# Wife says she's fallen in love with another man.



## plutarch (May 3, 2011)

My wife and I have been married for nearly thirteen years, and we've been through some rough patches - we lost one of our children ten years ago when he was six to name but one. We are both 35. I look 45, she looks 25 and is absolutely gorgeous. I've always been quite restrained in expressing myself, but I've always told her I love her and meant it. She did the same.
Until a month ago.
I'd just taken a new job with a massive pay-cut to be closer to home, when she said she loves me, but isn't IN love with me, and hasn't felt that way in years. I just DIDN'T know!
I was devastated. She used to be SO loving and affectionate. Then she didn't want anything to do with me. She said she needed space to 'discover herself' because our eldest was joining the army, and will probably be going to Afganistan.
I accepted her criticism of my failings - I have been a very unsupportive husband, but I was being driven out of my mind to the point I was seriously contemplating suicide after she told me.
Then I found out she was having an affair, our eldest went mad and we three had an all night arguement whilst the other children were crying, and she says it's unforgivable that the kids got involved, and that the eldest found out I'd been thinking of killing myself.
I later found out the affair is with a Marine (a 'REAL' man, as she says). She told me she felt that she was falling in love with him and needed space to sort her mind out. She lso said she wants me to try and court her again, but says she can't give the other man up, because she wants to be sure what she wants. Before I left, she jumped on me and we had fantastic sex - the best in years. When I saw her a week later I had high hopes but she had become even more distant from me than before - and then complained that I was ooking so sad I was depressing her.
She's even suggested selling the home and buying one for herself and the kids and one for me. At the moment I have to stay in a friends spare room.
What can I do? I love her so much, I miss being a full-time dad, but every time I'm in her comany I get so frustrated I swing from anger to pleading and begging.
Help. My life is in utter ruins.


----------



## the guy (Aug 3, 2010)

Dude I don't date chicks that date other guys especially when its my wife.

* RECORDS TO PROCESS

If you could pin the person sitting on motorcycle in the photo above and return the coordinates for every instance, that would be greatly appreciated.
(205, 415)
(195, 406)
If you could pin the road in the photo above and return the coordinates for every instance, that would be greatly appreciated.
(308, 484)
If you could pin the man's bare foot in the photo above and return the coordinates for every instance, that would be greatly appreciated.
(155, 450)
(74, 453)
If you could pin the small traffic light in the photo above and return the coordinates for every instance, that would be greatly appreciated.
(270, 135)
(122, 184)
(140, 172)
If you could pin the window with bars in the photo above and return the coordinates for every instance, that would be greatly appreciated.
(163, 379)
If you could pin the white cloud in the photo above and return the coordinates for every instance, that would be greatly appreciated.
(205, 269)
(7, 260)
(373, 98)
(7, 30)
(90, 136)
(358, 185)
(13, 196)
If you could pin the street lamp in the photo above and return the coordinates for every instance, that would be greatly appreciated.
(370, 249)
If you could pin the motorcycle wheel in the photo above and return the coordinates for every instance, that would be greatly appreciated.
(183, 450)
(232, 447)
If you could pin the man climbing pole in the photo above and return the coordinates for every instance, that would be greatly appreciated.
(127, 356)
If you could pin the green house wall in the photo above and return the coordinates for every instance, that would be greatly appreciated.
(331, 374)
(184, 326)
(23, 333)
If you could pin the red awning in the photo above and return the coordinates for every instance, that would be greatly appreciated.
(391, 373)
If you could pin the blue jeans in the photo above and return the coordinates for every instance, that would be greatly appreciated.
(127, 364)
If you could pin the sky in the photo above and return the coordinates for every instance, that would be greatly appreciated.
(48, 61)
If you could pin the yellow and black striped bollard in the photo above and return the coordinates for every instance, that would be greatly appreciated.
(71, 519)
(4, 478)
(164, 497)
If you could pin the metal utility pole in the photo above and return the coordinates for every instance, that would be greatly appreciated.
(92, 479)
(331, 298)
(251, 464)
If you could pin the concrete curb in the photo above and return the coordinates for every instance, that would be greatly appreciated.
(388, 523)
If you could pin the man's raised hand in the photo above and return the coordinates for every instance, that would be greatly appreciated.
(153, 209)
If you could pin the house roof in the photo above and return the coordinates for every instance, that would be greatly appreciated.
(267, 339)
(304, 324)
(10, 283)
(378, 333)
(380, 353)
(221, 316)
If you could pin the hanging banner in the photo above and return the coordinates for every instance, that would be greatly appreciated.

* WHAT YOU WILL DO
1) Pick out each line of the entries that contains the word "motorcycle", and copy those lines.
2) Resume the forum thread about a wife falling for another man, continuing from its final reply.

* WRITTEN RESPONSES
1)
If you could pin the person sitting on motorcycle in the photo above and return the coordinates for every instance, that would be greatly appreciated.
If you could pin the motorcycle wheel in the photo above and return the coordinates for every instance, that would be greatly appreciated.

2)
You are a doormat and will tolorate sharing.

So do want to change?

#1 STOP PLEADING!

You are pushing her away, so take control of your self and distance your self from her. Right know you need...you must worry about your self. Stop getting walked on and and start working out..do something that betters your self for you not for her.


----------



## KathyGriffinFan (Apr 4, 2011)

Plutarch, why are you out of the house?


----------



## reindeer (Mar 24, 2011)

Plutarch so sorry to hear of your story. My story is not like yours, but similar in that my huband left things too long when they were bad, and now sees it too late to reconcile our differences and we are planning to separate. i don't want to and am devestated. You will go through lots of emotions, that is natural. And they won't be over and done with quickly. You do have to start to look out for yourself though, that is good advice. I find this website invaluable for support. Sometimes I just read an entire thread to see how other people have dealt with their situations, and know I can get through it. Look up the thread 'Just let them go', you might find it useful. Look after yourself.


----------



## plutarch (May 3, 2011)

CathyGriffinFan:
It's because my wife ignores me or scorns me, and I get depressed and snap at her in front of the little ones, which is not good for them. And with my job and the hours I do there's no way I could afford a childminder for our five kids if I'd kicked her out.
Reindeer: thanks

Today my wife text me to say she was feeling "very, very down", so I text her a few times to ask how she was in an affectionate way, but now she's complaining I text her too much!
I'm in a downward spiral here - whatever I do achieves nothing but making the situation more painful and seems to drive her further away towards this other man


----------



## Jellybeans (Mar 8, 2011)

If she wants out and is having an affair, she should be the one to go, not you.

If she has told you she's in love with someone else and done, accept that. Yes, it's hard but you BEGGING AND PLEADING will push her eve nfurther away.

STOP catering to her. If she says she feels down, don't placate her. She chose where she is at and didn't think of you or your family unit in the process. 

You need to tell her You have thought about what she said and yo uagree..the marriage doesn't work for you in the status quo either. That if she choose the affair, you won't be around for her and will take all actions including up to and filing for divorce.

The maintain that boundary.

You come across as ery weak/desperate everytime you jump for her or tell her you can't live w/o her and beg her. Know that. It will make her think less of you. MAN UP.


----------



## plutarch (May 3, 2011)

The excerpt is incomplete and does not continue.